───── Page excerpt ─────

She said Enterprise and Rainbow Chicken‚ which the department of health had fingered as being behind the outbreak‚ should take responsibility.

“They were supposed to know and check their foods and know it was safe or not because we could have lost our children‚” Louw said.

“They must be sure next time that their food is right because you can't let people get sick. We were lucky. Some families died. We still had a second chance to see our children but others never saw their families come back again. So from my part‚ they must be more careful and test their foods before they put it on the shelves for people to buy‚” she said.

Louw said her son had been perfectly fine when he left for the Child Care and Orientation Centre earlier that morning.

She was shocked to suddenly get a call to rush to the local clinic.

“When we got to the clinic they told us some of the children had fever and some had diarrhea‚ some were vomiting. When I found my child he was hot with fever and they had taken off his clothes‚” she said.

They were all transferred to the Chris Hani Baragwanath Hospital.

“When we arrived by the ward‚ I saw they were already waiting for us. They took the children‚ some they put on drips and checked them. They told us they will admit the children‚” she said.

The children spent five days in hospital.

“The people of the health department came and asked what food we had fed the children and we had to think what food we could have given the children. They told us about this listeriosis and for us as parents‚ it was a new thing because we had never heard of this disease. They explained to us what the disease is‚” said Louw.

Although the deadly polony was traced back to the school‚ Louw said they had completely cut out processed meats from their diet at home.

“We have changed our diet. We no longer eat polony or Russians because we have learned of this disease‚” said Louw.

The owner of the day care facility‚ Momi Oliphant‚ told TimesLIVE that she had also removed polony and viennas from the crèche menu‚ adding that she never wanted to see polony again.

“Polony‚ I don’t want to even know the colour of that thing. We have resorted to noodles or veggies or something nutritional but polony‚ no. Even if they can say it’s the Muslim one‚ because apparently those ones are right‚ but we just don’t eat polony‚” Oliphant said on Tuesday.

───── Listed records ─────

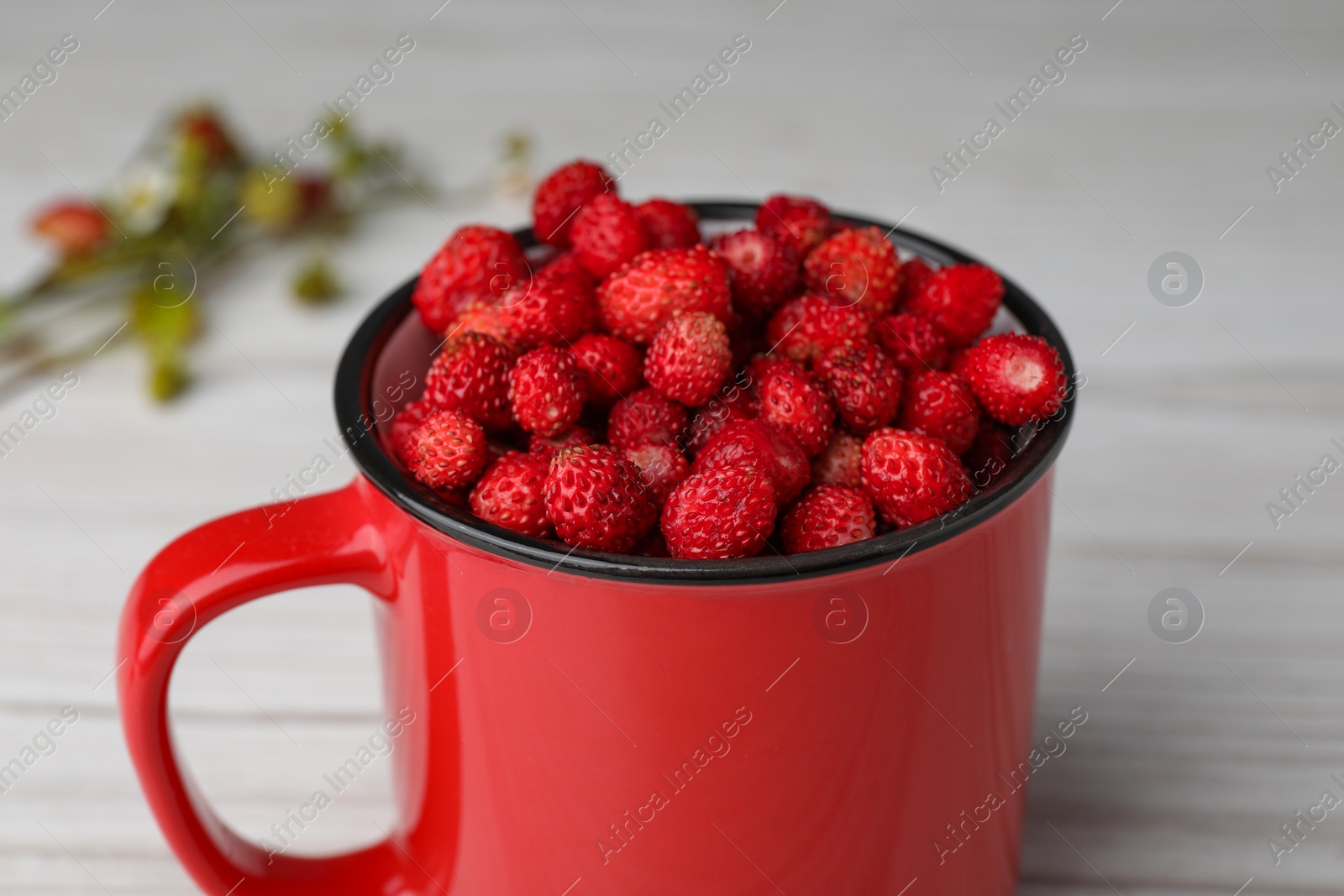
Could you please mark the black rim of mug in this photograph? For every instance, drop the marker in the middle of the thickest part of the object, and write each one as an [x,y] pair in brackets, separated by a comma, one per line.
[354,409]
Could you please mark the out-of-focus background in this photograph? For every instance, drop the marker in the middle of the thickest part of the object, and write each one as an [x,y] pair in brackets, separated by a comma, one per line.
[1193,419]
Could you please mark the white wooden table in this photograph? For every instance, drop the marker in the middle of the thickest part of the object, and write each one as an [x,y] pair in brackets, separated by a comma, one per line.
[1156,141]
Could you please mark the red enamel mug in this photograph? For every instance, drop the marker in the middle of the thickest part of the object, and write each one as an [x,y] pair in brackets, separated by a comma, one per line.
[597,725]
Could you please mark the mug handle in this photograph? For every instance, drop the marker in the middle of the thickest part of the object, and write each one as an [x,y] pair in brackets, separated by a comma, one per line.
[320,539]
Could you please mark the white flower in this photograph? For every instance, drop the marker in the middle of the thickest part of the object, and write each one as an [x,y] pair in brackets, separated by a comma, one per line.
[144,195]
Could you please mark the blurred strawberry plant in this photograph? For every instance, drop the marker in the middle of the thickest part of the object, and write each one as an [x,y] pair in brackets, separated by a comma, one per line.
[192,199]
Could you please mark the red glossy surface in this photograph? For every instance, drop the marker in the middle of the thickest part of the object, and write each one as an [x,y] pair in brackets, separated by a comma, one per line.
[817,752]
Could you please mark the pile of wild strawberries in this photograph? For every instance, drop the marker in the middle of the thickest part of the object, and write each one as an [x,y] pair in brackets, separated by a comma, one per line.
[793,385]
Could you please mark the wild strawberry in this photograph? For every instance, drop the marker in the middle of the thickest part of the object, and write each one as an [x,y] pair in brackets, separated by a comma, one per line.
[1018,378]
[510,495]
[911,477]
[719,513]
[960,300]
[913,275]
[548,311]
[476,264]
[941,405]
[790,398]
[763,270]
[483,318]
[857,266]
[797,221]
[611,364]
[669,224]
[73,226]
[564,266]
[596,500]
[806,327]
[606,233]
[864,385]
[913,343]
[840,463]
[562,194]
[958,363]
[689,358]
[644,417]
[546,389]
[470,375]
[662,466]
[828,516]
[736,405]
[660,285]
[448,450]
[548,446]
[403,423]
[763,446]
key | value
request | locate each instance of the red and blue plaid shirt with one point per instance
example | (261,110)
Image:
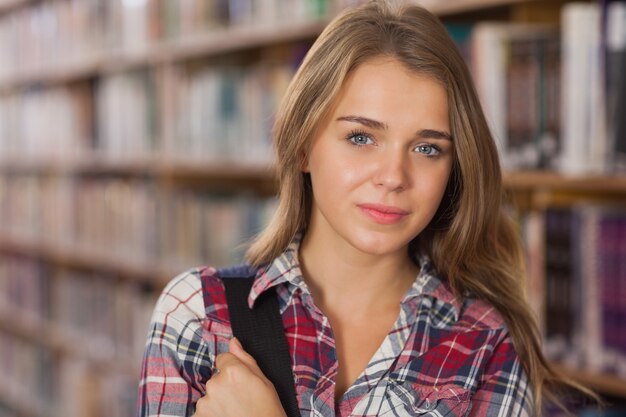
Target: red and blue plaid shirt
(443,356)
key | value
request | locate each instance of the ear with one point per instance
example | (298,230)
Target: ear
(304,162)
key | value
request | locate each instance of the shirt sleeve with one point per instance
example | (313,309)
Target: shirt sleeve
(504,390)
(177,360)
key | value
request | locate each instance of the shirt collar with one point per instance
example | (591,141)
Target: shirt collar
(286,269)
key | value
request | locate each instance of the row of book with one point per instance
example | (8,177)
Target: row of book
(60,35)
(214,113)
(131,219)
(44,385)
(48,123)
(106,315)
(554,96)
(578,283)
(227,112)
(101,322)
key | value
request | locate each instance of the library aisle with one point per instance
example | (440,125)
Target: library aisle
(135,144)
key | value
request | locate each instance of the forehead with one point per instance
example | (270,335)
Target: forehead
(386,88)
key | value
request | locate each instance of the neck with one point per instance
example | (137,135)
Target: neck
(352,279)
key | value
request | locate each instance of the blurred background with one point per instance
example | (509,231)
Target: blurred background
(135,144)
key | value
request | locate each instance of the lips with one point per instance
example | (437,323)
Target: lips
(383,214)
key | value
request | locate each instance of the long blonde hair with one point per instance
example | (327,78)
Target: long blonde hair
(472,243)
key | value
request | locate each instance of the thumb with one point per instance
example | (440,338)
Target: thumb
(234,347)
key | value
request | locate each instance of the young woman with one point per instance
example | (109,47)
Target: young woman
(400,280)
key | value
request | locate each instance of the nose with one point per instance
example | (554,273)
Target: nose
(392,170)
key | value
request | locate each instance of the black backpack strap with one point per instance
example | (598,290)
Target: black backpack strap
(261,332)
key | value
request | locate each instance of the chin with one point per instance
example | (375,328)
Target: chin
(379,245)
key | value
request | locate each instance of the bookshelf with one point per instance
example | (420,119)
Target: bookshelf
(91,214)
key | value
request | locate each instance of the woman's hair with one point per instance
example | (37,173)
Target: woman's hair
(471,242)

─────

» About this exercise
From the news excerpt on the listeriosis outbreak, copy the passage that starts with the words "Louw said her" and ends with the words "Hani Baragwanath Hospital.". Nothing in the listing is needed here.

» Your solution
Louw said her son had been perfectly fine when he left for the Child Care and Orientation Centre earlier that morning.

She was shocked to suddenly get a call to rush to the local clinic.

“When we got to the clinic they told us some of the children had fever and some had diarrhea‚ some were vomiting. When I found my child he was hot with fever and they had taken off his clothes‚” she said.

They were all transferred to the Chris Hani Baragwanath Hospital.